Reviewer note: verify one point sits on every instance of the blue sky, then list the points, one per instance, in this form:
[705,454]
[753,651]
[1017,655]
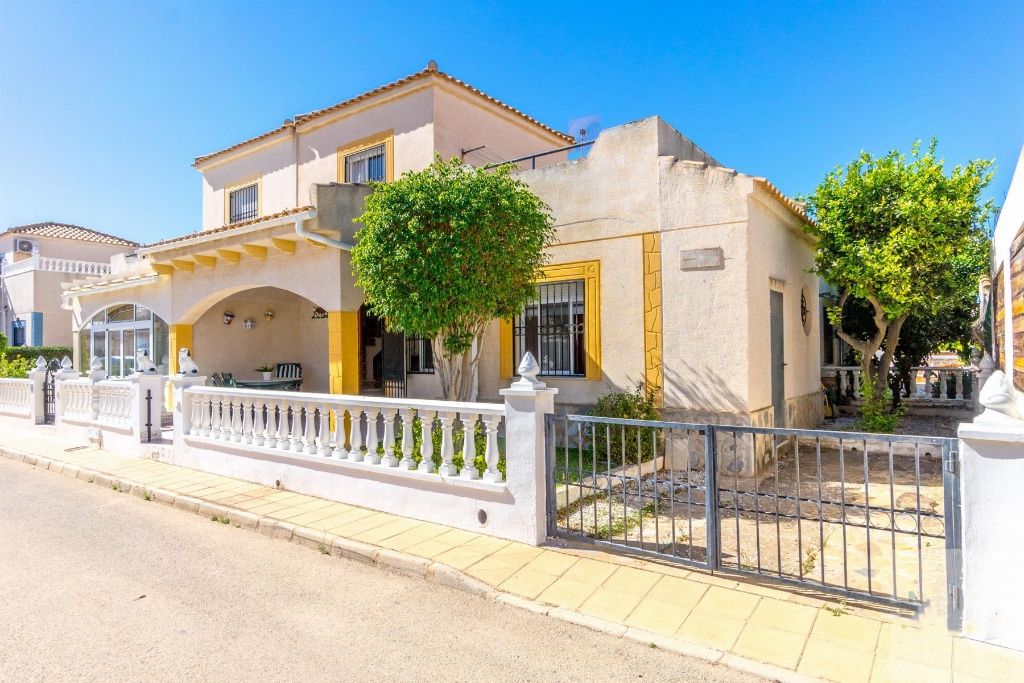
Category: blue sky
[103,105]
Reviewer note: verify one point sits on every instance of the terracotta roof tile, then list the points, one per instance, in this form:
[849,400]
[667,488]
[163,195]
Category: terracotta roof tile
[229,226]
[69,231]
[429,72]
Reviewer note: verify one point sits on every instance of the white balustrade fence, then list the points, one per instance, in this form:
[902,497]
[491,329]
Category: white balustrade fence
[15,396]
[384,432]
[927,383]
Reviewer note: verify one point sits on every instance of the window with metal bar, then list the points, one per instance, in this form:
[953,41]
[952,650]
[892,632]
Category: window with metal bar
[244,203]
[367,166]
[419,355]
[552,328]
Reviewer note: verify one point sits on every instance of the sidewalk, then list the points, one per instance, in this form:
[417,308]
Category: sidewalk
[749,626]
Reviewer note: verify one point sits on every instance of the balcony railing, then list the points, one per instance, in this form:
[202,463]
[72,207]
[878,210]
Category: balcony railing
[50,264]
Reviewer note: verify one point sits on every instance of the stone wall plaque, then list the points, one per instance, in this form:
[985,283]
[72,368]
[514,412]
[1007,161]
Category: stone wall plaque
[702,259]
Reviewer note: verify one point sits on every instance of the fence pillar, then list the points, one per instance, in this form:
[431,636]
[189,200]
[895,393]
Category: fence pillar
[147,411]
[182,403]
[527,401]
[37,406]
[991,480]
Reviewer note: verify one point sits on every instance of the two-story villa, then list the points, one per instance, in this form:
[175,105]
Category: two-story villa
[669,270]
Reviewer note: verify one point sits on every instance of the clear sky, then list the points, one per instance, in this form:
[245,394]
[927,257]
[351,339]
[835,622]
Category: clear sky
[103,105]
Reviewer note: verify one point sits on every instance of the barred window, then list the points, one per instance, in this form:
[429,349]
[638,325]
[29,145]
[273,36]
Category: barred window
[366,166]
[243,204]
[419,355]
[552,328]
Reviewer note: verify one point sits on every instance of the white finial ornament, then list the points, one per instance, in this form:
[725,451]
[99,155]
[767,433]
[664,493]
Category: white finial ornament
[185,365]
[527,374]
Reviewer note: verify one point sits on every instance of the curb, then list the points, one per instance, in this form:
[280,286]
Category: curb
[437,572]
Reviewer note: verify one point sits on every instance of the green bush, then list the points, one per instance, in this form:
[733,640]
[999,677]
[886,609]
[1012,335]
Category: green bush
[625,444]
[33,352]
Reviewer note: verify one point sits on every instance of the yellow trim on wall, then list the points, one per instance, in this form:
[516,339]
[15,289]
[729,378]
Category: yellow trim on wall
[343,351]
[385,137]
[590,272]
[251,180]
[652,339]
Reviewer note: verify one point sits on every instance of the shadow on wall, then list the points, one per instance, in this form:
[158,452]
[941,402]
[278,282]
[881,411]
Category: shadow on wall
[699,390]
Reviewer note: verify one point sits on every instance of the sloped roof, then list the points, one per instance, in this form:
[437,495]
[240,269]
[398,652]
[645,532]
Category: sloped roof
[430,71]
[69,231]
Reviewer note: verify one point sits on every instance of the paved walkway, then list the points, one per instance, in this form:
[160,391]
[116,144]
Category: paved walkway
[713,616]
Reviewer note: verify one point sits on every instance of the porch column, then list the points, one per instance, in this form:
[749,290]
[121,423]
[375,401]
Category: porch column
[343,350]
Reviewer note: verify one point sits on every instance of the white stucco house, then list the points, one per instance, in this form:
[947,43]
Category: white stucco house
[670,269]
[35,261]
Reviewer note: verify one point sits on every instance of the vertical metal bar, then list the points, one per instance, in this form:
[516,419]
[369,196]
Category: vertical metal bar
[714,557]
[867,518]
[842,504]
[951,506]
[821,528]
[892,515]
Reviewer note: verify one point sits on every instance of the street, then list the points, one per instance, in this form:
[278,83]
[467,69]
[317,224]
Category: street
[99,585]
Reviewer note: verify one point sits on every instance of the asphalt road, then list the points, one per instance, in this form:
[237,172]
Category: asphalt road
[101,586]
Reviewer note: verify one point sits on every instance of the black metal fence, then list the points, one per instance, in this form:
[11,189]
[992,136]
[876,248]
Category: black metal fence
[869,516]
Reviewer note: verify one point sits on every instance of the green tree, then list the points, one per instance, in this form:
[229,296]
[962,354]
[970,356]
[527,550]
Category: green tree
[444,251]
[903,236]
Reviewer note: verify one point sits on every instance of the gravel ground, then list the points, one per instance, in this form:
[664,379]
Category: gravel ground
[96,585]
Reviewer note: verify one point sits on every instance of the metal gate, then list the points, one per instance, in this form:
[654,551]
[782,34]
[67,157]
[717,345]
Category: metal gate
[49,391]
[868,516]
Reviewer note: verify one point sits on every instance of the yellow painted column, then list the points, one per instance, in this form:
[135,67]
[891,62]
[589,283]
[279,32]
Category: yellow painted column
[653,371]
[178,336]
[343,350]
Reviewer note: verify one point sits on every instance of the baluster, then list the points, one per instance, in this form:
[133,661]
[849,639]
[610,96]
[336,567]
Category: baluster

----------

Assigned task:
Without any pictures, retype the records above exactly.

Task result:
Reviewer note: verify one point sits on every instance of the blue sky, then list the points, one per instance, in this form:
[705,454]
[753,651]
[1017,655]
Category: blue sky
[103,105]
Reviewer note: verify one point sits on every instance of the terracotta roof tile, then list the points, one per instance, in this form:
[849,400]
[667,488]
[163,195]
Category: terracotta roof tile
[229,226]
[69,231]
[429,72]
Reviewer note: verify one point sits on every instance of the white balustrade fence, then list the points, one per instance, in this form:
[902,497]
[491,329]
Category: white balustrade fence
[15,396]
[384,432]
[927,383]
Reviewer note: verify one point sits on every instance of the window with metal bar, then list the points, one per instance, in this form:
[953,41]
[952,650]
[892,632]
Category: window with metal bar
[244,203]
[367,166]
[419,355]
[552,328]
Reviewer note: verify one point sits on every instance of the sidewalk, then list the points, one per instance, in this form:
[417,308]
Category: sidewalk
[749,626]
Reviewer note: verify one point sits on every instance of the balcony railing, then list the points, one per instance, in this form:
[202,463]
[72,207]
[878,210]
Category: balcony railing
[50,264]
Reviewer note: verify one point sits on every instance of the stone wall plaque, then list the points, one per instance, in this form:
[985,283]
[72,368]
[514,412]
[1007,161]
Category: stone wall plaque
[702,259]
Reviewer note: verify one point sits on every instance of the fence pillar, then list the points, one per instance, in this form:
[431,636]
[189,200]
[895,393]
Category: fence pillar
[147,411]
[182,403]
[527,401]
[37,406]
[991,480]
Reviewer note: verify one point sits on every instance of the two-story villa, then list the points, one per instance, in this form:
[175,105]
Category: two-story villa
[669,270]
Reviewer note: verify one point sits on every instance of the clear sky, then list the points, one per instance, in this form:
[245,394]
[927,257]
[351,339]
[835,622]
Category: clear sky
[103,105]
Reviewer note: verify one point sits on every instance of the barred window, then list the points, one per instance, in this form:
[429,349]
[638,325]
[29,145]
[273,36]
Category: barred window
[366,166]
[243,204]
[419,355]
[552,328]
Reviewer note: verify one point sits on every instance of the white finial ornament, then list the points, one per instance, in this form:
[725,451]
[99,155]
[767,433]
[664,493]
Category: white finial ornament
[185,365]
[527,374]
Reviewer note: verify one point sits on every instance of the curb, then list the points, one per instance, in this form:
[280,286]
Category: curb
[437,572]
Reviewer note: verify one point sits on every instance of the green bush, then list the points, one per instance, in this form:
[733,640]
[999,677]
[886,609]
[1012,335]
Category: green bush
[625,444]
[33,352]
Reviewer note: verify one point sits on every instance of the yellow trim on wall, then list the points, one per instance, in this form:
[516,339]
[15,289]
[729,378]
Category: yellow trim on wall
[343,351]
[385,137]
[590,272]
[251,180]
[652,339]
Reviewer note: verify one point sits on every instance of the shadow on wall, then list the points, one per instance, in this form:
[158,452]
[941,402]
[278,282]
[881,411]
Category: shadow on wall
[699,390]
Reviewer note: verify one point sits on every instance of the sloped roof, then list the points, one per instance, in this form:
[437,495]
[240,269]
[398,652]
[645,532]
Category: sloped roof
[430,71]
[69,231]
Reviewer note: verify one point sits on every instance of the paved walkway, then list the points, one per instance, in this form:
[160,391]
[116,144]
Category: paved walkway
[713,616]
Reviewer note: verify one point sits on every instance of the porch column, then list the points, one per instance, in this form:
[749,290]
[121,423]
[375,401]
Category: porch column
[343,350]
Reviewer note: verify one point sits on every instance of the white stucco house, then list the points, one per instance, in this form:
[947,43]
Category: white stucco house
[670,269]
[35,261]
Reviewer note: verify one point sits on every instance of the vertical metal bar, then list the points, one per instance, in this form:
[516,419]
[369,196]
Category: vertical metal bar
[714,557]
[867,518]
[842,504]
[951,506]
[821,528]
[892,515]
Reviewer note: verify one point sits on every instance of the street, then list the points, one per instance, in this form:
[278,83]
[467,69]
[317,224]
Category: street
[99,585]
Reviewer note: verify one point sits on every instance of the asphalt road, then list the points, one per instance, in this form:
[237,172]
Category: asphalt road
[101,586]
Reviewer note: verify one point sits on every instance of the black metal fence, then list the points, one per instance, in this form:
[11,189]
[992,136]
[876,248]
Category: black metal fence
[869,516]
Reviewer note: verify one point sits on every instance of the green tree, then list the points, one per instance, in this form:
[229,296]
[962,354]
[970,356]
[527,550]
Category: green tree
[444,251]
[903,236]
Reviewer note: verify one point sits on every instance of the gravel ground, then list the points, one per instance, in this form:
[664,379]
Category: gravel ground
[96,585]
Reviewer note: verify one point sits on every instance of the metal gate, then list the points, one per instance, in this form:
[654,551]
[782,34]
[67,157]
[717,345]
Category: metal gate
[49,391]
[868,516]
Reviewer note: verify one point sits on every instance of the yellow painted column, then list the points, one per instance, in this form:
[135,67]
[891,62]
[589,283]
[279,32]
Category: yellow painted column
[653,371]
[178,336]
[343,350]
Reviewer note: verify one point sits on every instance of the baluster, then list the points, one per instance, in this form:
[133,661]
[849,639]
[610,96]
[336,567]
Category: baluster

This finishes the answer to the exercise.